- _Passage_
---+---

ID :
46835
Sat, 02/21/2009 - 21:13
Auther :

Abductee Taguchi's son hoping to learn about her in meeting ex-agent

+

TOKYO, Feb. 21 Kyodo -
The son of Yaeko Taguchi, a Japanese national abducted to North Korea in 1978,
said he wants to find out what his mother was like when he meets Kim Hyon Hui,
a former North Korean agent who is believed to have been taught Japanese by
Taguchi, probably by the end of this month.
''I would like to ask (Kim) about (my mother's) gestures and favorite things so
I can get an image of her,'' Koichi Iizuka, 32, said in a recent interview with
Kyodo News, referring to a meeting that Japan and South Korea are preparing for
Kim and Taguchi's relatives.
On Saturday, sources familiar with the situation said the meeting is expected
to take place in South Korea later this month.
Kim, convicted of the 1987 fatal bombing of a South Korean airliner but later
freed under a presidential pardon, has expressed her wish to meet the
relatives. Kim is currently in South Korea.

---+---

- _Raw records_
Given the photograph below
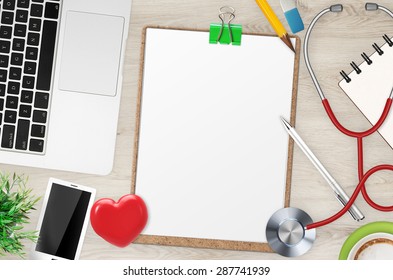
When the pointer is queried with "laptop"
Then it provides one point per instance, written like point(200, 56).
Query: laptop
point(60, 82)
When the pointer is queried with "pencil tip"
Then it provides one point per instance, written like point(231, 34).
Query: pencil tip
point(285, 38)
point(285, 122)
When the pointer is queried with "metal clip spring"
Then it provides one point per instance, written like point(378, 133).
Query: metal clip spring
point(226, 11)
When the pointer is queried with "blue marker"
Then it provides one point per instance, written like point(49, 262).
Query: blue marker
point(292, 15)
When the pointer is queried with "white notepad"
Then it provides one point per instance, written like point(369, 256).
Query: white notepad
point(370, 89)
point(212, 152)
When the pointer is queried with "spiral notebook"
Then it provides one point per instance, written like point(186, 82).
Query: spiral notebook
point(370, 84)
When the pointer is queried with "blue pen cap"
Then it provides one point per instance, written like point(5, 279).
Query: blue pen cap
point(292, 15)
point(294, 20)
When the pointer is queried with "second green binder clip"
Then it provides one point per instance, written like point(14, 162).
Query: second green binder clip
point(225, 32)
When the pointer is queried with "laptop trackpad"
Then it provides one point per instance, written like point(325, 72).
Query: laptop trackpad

---+---

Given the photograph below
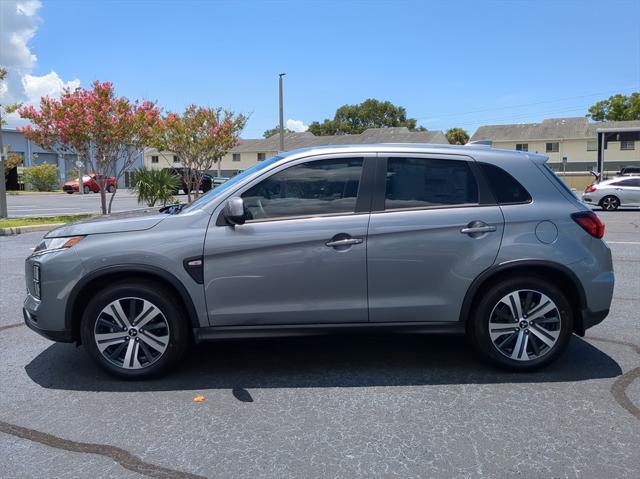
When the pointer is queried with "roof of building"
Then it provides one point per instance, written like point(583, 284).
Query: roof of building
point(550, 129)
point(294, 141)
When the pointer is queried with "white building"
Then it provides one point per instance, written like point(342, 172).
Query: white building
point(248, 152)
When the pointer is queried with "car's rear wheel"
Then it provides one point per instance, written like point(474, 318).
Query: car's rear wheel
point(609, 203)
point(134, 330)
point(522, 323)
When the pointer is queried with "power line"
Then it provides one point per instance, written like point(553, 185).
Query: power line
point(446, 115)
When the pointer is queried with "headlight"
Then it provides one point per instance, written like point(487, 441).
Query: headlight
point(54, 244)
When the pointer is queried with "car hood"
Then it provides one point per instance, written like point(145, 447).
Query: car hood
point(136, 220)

---+---

- _List of tasks_
1. Please explain, according to the news article, why Koichi Iizuka wants to ask Kim Hyon Hui about his mother's gestures and favorite things.
2. In the news article, what crime was Kim Hyon Hui convicted of?

- _In response_
1. Iizuka wants to ask about them so that he can get an image of his mother, Yaeko Taguchi, and find out what she was like. Kim is believed to have been taught Japanese by Taguchi.

2. The 1987 fatal bombing of a South Korean airliner.